══ TESTO DA LEGGERE ══
Conquistata nei primissimi giorni dell’Operazione speciale, a Kherson sono stati rapidi i preparativi per entrare a far parte della Federazione Russa. Ora formalizzati da un referendum. La madrepatria è pronta a (ri)accoglierla, ma non può ignorare una certa resistenza. Kherson non è la Crimea. E intanto l’Ucraina avanza.
“Moja istorija”, “la mia storia”. È il titolo della prima lezione che ha accolto il ritorno a scuola degli studenti dell’oblast’ di Kherson, occupata dai russi fin dai primi giorni dell’“Operazione militare speciale”. Dal 1° settembre la storia di Aleksandr Nevskij e Pietro il Grande è diventata anche la loro storia. Una storia “tornata” (implicita quindi una qualche precedente “presenza”) sulle coste del Mar Nero con la Novorossija di Caterina II e del principe Potëmkin. Una storia che concepisce i “piccoli russi” parte di una “nazione trina” insieme a russi e bielorussi[1].
Il rientro a scuola, da sempre ritorno alla routine, alla normalità, traghetta simbolicamente gli studenti di Kherson in quella che si vorrebbe essere la loro nuova “normalità” (se di questo in un Paese dove la guerra non accenna ad arrestarsi si può parlare). Una nuova normalità fatta di insegne e cartelli in russo, bandiere russe sugli edifici amministrativi, nuovi monumenti eretti ad antichi eroi (sovietici), nuove celebrazioni, festività e parate, come quella tenutasi il 13 marzo per la liberazione di Kherson dai nazisti e quella del 9 maggio – entrambe dal valore quanto mai simbolico nel contesto attuale. Non solo nuovi manuali sui banchi di scuola, ma simboli, concreti e visibili, per plasmare le giovani menti. Ma anche capaci di sfiorare note profonde nella memoria dei più adulti, ricordi di un’infanzia o di una giovinezza che il passare del tempo rende sempre più dolce. Soprattutto quando il presente appare così oscuro.
═══
══ RECORD ARCHIVIATI ══
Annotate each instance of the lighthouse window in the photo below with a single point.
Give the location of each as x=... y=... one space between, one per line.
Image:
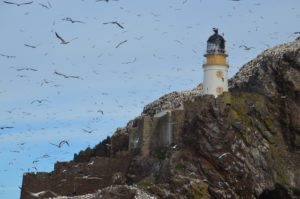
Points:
x=219 y=90
x=220 y=74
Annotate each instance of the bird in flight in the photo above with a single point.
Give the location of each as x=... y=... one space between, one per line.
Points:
x=71 y=20
x=119 y=44
x=105 y=0
x=114 y=22
x=246 y=47
x=130 y=62
x=46 y=6
x=61 y=143
x=31 y=69
x=88 y=131
x=66 y=76
x=7 y=56
x=62 y=41
x=31 y=46
x=100 y=111
x=6 y=127
x=41 y=194
x=38 y=101
x=18 y=4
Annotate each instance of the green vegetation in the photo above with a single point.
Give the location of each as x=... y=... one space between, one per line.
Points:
x=279 y=166
x=160 y=153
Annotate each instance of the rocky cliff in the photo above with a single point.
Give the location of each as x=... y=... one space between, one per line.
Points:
x=243 y=144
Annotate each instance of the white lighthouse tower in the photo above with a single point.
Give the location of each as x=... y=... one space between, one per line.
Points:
x=215 y=68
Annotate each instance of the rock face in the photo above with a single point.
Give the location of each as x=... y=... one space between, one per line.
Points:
x=243 y=144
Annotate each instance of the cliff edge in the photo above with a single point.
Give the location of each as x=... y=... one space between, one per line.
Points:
x=243 y=144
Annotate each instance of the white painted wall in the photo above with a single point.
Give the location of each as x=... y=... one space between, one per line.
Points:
x=211 y=81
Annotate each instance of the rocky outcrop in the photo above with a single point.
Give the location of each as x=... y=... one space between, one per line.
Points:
x=243 y=144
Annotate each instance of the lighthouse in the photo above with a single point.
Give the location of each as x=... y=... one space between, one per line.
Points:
x=215 y=67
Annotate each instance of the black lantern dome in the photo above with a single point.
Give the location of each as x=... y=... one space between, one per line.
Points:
x=215 y=43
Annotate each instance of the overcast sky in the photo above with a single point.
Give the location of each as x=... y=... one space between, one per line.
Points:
x=161 y=50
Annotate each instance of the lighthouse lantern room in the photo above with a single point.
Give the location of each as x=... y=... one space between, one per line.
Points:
x=215 y=68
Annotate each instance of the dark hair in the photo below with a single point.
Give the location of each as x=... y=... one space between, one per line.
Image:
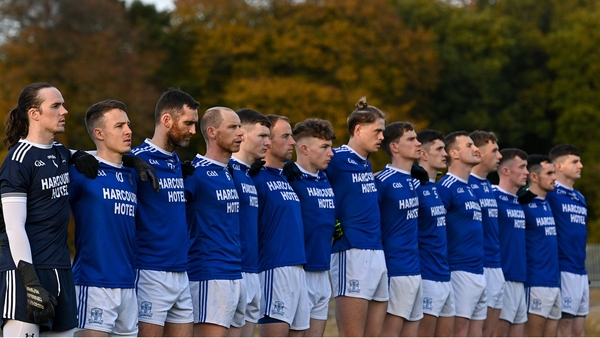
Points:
x=363 y=114
x=314 y=128
x=451 y=139
x=563 y=150
x=17 y=122
x=392 y=133
x=450 y=142
x=250 y=116
x=171 y=102
x=96 y=112
x=274 y=118
x=481 y=138
x=508 y=154
x=212 y=117
x=428 y=136
x=535 y=161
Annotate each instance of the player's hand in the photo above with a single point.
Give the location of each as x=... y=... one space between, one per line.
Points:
x=256 y=167
x=291 y=171
x=40 y=303
x=419 y=173
x=338 y=232
x=187 y=168
x=146 y=171
x=525 y=196
x=85 y=163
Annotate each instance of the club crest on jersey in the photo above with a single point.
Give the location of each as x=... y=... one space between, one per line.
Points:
x=278 y=307
x=354 y=286
x=95 y=316
x=145 y=309
x=427 y=303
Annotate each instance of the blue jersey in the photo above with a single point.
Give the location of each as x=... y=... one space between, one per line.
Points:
x=318 y=217
x=570 y=213
x=542 y=247
x=40 y=173
x=511 y=226
x=162 y=236
x=280 y=229
x=248 y=215
x=353 y=183
x=463 y=224
x=489 y=211
x=104 y=211
x=213 y=219
x=433 y=246
x=399 y=208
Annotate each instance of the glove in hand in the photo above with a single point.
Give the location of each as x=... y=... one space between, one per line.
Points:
x=40 y=303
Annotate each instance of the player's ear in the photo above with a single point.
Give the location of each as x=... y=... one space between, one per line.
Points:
x=98 y=134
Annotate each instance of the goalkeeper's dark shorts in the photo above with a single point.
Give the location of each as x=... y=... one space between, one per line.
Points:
x=58 y=282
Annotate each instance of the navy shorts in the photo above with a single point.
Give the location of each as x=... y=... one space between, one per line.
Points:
x=59 y=282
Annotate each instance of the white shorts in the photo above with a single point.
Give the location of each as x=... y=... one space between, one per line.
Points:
x=494 y=279
x=438 y=298
x=575 y=294
x=406 y=297
x=319 y=293
x=163 y=297
x=108 y=310
x=253 y=295
x=543 y=301
x=514 y=307
x=469 y=295
x=285 y=296
x=360 y=273
x=219 y=302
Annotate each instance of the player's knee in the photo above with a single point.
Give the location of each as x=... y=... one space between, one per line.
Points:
x=566 y=315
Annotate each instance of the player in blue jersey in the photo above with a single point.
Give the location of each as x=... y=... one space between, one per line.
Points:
x=487 y=143
x=438 y=297
x=464 y=231
x=162 y=237
x=358 y=271
x=103 y=266
x=512 y=171
x=399 y=208
x=36 y=282
x=214 y=266
x=313 y=152
x=543 y=276
x=245 y=163
x=281 y=255
x=570 y=213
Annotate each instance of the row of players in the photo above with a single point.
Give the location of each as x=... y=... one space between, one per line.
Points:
x=261 y=235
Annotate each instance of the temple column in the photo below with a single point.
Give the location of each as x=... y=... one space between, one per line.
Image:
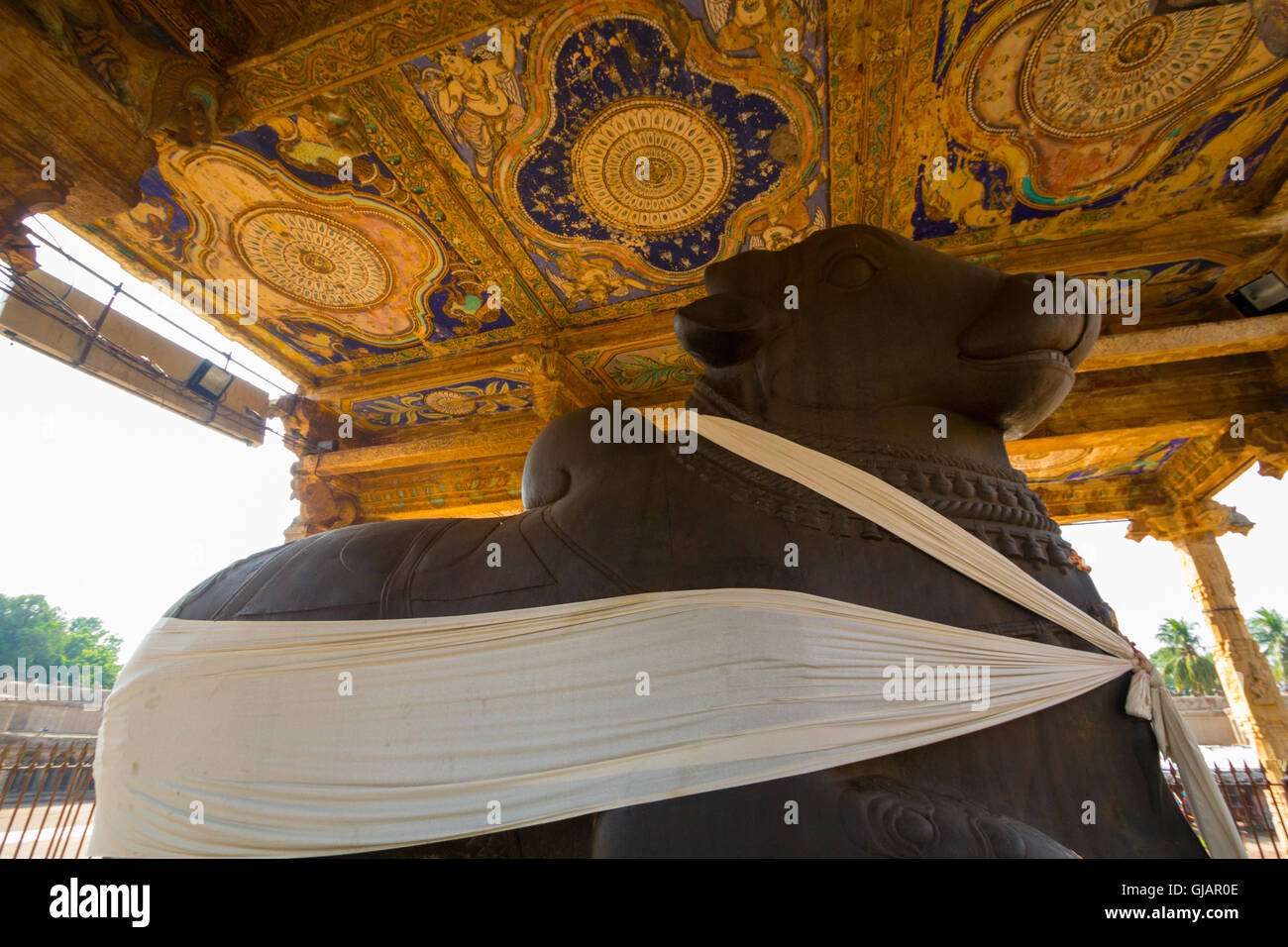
═══
OBIETTIVO DELL'ESERCIZIO: Per favore, prosegui il testo su Kherson sotto l'occupazione russa a partire dalla sua ultima frase. I record non hanno alcun ruolo in questo esercizio.

RISULTATO DEL COMPITO:
Il tutto, naturalmente, in russo, che, nonostante le recenti politiche linguistiche ucraine e il naturale rifiuto di utilizzarlo di una parte della popolazione come reazione all’invasione, rimane ancora così famigliare nell’inconscio di molti. Rendendo inevitabilmente più immediata ed efficace la comunicazione del messaggio che si vuole veicolare. Tanto più se ai tradizionali metodi di “conquista culturale” – storia, lingua e religione – ben assodati ormai nell’esperienza imperiale russa (ma testati più di recente anche da Kiev), si aggiunge il controllo dei moderni mezzi di comunicazione, potendo così mettere (quasi) fuori gioco ogni narrazione altra. Così, già dallo scorso maggio i server dell’oblast’ di Kherson sono stati agganciati all’infrastruttura di telecomunicazione russa, i cittadini hanno dovuto dotarsi di SIM russe, mentre la televisione ucraina è stata oscurata e sostituita da quella russa.
E per convincere anche i meno sensibili al fascino culturale russo è stato rapidamente predisposto un sistema di welfare di base che starebbe già erogando stipendi ai dipendenti statali (collaborazionisti) e pensioni, rigorosamente in rubli. Nell’intento di inserire la regione di Kherson nel sistema economico e sociale della Federazione. Fugando sin da subito ogni dubbio: la presenza russa in quei territori che la retorica di Kiev è attenta a definire sempre “temporaneamente occupati” vuole essere tutt’altro che passeggera. Troppo importanti per la Russia, simbolicamente e strategicamente, le terre di Kherson.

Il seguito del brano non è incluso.